-- Excerpt to read follows --

Gemini didn’t miss; Day Made is extremely my shit. The coffee was great and the vibes were immaculate. The cardamom bun that Gemini said I should get wasn’t available, so I got a pastry with guava jelly to compensate for the dismal weather. I watched the Artemis II launch on mute, left the shop at 3:40 as Gemini had instructed, and got on my last bus of the day. The time when I walked in the door at home? 4:26. Nailed it. If my big day out in the city was a success — and I think it was! — then it was made possible by people, not Gemini. People wrote the reviews and recommendations that led me to Tacos Chukis. Gemini is just the middleman. But when you’re dealing with a vast and often overwhelming dataset like the one in Google Maps, a tool like Gemini strikes me as a very useful one.
Source: I let Gemini in Google Maps plan my day and it went surprisingly well - The Verge
Allison Johnson illustrates two points in this article:
First: An LLM is the ideal middleware for our information glut. Making signal from noise is the real consumer value. This is why Google developed transformers - to help with Google Translate. It is also why they are still best suited to productize it for the public.
Second: Leveraging these tools to buy less and do more is a consumer’s ultimate leverage - the act of building over the passive gravity of consuming.
What Allison achieved here by leveraging Google to go out and do real things in the real world - I aim to do more of that.

-- Excerpt to read concluded --

◆ Task statement
Reproduce word for word the part of the Gemini day-trip text from "Source: I let" to "for the public.".

-- Extracted information follows --

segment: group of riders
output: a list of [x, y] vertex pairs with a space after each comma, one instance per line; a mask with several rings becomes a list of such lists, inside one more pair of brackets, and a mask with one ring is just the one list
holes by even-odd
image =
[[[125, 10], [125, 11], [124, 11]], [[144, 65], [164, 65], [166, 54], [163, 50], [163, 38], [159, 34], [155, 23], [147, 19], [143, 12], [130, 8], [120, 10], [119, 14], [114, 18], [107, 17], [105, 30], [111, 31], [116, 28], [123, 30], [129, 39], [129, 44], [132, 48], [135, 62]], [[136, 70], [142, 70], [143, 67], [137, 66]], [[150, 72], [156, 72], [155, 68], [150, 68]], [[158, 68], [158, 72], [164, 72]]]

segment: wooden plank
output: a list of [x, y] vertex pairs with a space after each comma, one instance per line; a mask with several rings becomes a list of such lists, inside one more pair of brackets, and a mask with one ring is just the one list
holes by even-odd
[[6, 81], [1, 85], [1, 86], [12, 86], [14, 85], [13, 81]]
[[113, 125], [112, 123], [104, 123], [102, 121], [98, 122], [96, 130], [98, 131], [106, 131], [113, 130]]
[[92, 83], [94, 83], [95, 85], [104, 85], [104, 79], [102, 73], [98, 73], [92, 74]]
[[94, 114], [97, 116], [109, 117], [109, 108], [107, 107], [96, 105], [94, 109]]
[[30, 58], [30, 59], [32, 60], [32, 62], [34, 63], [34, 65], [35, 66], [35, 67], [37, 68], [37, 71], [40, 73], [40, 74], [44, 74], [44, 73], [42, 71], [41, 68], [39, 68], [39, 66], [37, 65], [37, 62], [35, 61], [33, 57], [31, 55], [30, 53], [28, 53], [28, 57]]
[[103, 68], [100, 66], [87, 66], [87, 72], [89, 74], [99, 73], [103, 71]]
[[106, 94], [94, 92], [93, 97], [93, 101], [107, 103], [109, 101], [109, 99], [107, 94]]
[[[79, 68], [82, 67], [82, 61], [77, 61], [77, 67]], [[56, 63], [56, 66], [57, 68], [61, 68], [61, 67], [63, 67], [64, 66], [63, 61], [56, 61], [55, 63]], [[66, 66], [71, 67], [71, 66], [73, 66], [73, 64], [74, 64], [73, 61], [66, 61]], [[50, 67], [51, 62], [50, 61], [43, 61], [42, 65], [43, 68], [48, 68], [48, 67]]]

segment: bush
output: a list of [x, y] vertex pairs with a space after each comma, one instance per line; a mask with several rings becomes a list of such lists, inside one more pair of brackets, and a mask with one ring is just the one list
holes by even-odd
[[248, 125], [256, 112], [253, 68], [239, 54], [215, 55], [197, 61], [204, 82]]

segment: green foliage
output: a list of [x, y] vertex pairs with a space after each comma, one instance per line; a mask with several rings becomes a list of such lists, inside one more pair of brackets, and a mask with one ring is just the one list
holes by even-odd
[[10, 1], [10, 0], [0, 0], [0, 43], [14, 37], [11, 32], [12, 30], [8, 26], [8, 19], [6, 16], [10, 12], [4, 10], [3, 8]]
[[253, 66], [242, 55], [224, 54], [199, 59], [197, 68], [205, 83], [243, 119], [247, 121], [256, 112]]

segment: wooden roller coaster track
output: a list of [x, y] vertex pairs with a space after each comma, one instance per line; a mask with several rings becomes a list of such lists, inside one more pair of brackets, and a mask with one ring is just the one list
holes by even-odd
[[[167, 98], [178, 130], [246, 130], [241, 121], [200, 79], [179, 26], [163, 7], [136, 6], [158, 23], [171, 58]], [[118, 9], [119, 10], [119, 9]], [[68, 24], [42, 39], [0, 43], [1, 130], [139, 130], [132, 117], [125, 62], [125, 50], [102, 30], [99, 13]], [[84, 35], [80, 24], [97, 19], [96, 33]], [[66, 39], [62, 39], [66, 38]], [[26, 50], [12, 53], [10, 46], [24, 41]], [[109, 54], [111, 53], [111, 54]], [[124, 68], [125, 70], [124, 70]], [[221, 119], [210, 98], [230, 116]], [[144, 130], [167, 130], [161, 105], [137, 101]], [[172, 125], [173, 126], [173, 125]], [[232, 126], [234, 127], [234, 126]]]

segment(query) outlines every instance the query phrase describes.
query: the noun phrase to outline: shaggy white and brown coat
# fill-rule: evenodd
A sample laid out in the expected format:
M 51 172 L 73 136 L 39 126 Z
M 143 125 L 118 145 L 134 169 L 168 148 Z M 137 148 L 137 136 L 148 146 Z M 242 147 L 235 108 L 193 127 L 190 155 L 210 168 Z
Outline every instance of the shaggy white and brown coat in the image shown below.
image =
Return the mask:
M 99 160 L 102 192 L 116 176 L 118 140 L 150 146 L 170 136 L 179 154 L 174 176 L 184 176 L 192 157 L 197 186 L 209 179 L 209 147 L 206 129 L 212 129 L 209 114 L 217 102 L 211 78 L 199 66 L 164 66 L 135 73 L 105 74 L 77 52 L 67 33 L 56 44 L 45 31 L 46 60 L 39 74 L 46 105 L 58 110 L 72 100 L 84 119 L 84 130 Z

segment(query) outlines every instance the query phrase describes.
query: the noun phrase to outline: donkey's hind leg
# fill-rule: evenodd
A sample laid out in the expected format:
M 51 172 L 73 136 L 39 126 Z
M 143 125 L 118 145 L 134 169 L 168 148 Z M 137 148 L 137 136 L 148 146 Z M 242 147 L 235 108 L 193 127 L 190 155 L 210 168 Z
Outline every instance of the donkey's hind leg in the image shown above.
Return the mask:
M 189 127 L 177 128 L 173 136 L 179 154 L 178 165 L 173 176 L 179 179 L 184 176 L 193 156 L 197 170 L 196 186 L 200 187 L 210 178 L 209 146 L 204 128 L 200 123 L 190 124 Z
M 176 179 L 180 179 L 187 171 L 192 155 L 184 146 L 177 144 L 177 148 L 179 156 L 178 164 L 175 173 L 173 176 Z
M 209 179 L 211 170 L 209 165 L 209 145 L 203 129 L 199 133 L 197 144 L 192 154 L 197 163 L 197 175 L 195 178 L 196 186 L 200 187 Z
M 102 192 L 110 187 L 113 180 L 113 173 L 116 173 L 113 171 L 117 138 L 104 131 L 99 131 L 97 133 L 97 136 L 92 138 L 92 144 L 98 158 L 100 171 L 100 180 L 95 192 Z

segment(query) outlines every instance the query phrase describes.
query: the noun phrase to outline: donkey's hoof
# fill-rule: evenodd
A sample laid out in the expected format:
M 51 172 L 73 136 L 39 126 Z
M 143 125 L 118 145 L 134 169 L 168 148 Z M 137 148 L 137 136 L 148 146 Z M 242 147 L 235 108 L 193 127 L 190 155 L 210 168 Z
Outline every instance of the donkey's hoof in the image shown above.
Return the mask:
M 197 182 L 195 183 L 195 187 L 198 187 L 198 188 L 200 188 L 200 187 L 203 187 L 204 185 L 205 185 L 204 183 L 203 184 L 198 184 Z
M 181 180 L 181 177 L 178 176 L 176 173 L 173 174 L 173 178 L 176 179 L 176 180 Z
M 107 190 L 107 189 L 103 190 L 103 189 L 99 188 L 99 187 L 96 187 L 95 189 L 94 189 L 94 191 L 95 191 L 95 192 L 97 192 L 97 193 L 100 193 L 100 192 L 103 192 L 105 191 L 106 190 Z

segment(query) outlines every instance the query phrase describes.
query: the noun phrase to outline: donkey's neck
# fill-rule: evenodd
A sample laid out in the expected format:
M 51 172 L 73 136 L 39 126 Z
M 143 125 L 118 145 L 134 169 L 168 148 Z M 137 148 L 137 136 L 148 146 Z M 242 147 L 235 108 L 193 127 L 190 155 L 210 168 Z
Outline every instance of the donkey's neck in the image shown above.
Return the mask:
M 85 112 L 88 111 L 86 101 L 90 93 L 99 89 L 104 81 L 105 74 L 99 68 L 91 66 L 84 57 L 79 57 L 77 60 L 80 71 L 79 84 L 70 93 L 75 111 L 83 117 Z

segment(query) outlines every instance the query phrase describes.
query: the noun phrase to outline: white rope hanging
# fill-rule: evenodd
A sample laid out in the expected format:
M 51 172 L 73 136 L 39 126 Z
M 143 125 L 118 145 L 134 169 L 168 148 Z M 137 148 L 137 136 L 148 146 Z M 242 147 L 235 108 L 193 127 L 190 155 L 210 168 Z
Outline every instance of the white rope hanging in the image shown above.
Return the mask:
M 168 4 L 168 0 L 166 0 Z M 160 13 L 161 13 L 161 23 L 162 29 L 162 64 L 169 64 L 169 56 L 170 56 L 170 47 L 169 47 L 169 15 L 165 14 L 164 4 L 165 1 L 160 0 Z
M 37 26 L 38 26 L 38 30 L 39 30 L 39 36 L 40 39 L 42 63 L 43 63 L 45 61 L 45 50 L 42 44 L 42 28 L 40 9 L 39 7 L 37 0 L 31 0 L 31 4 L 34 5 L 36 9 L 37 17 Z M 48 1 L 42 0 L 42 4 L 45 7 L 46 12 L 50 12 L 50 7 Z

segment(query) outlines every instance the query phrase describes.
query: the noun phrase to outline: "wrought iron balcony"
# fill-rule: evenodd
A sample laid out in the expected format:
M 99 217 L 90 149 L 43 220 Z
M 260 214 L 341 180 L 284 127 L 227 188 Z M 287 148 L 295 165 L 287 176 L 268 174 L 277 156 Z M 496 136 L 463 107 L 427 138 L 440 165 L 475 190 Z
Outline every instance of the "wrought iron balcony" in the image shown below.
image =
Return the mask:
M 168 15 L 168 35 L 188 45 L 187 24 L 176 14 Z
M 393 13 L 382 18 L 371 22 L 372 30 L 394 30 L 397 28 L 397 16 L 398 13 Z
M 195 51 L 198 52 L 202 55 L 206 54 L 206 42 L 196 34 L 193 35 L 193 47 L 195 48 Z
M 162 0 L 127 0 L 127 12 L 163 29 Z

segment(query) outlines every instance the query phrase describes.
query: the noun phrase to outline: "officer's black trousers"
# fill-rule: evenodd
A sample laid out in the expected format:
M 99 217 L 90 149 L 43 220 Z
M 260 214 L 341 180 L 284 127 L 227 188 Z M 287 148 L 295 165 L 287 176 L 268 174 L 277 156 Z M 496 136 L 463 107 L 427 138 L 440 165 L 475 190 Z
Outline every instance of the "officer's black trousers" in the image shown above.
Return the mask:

-- Extracted information concluded --

◆ Written solution
Source: I let Gemini in Google Maps plan my day and it went surprisingly well - The Verge
Allison Johnson illustrates two points in this article:
First: An LLM is the ideal middleware for our information glut. Making signal from noise is the real consumer value. This is why Google developed transformers - to help with Google Translate. It is also why they are still best suited to productize it for the public.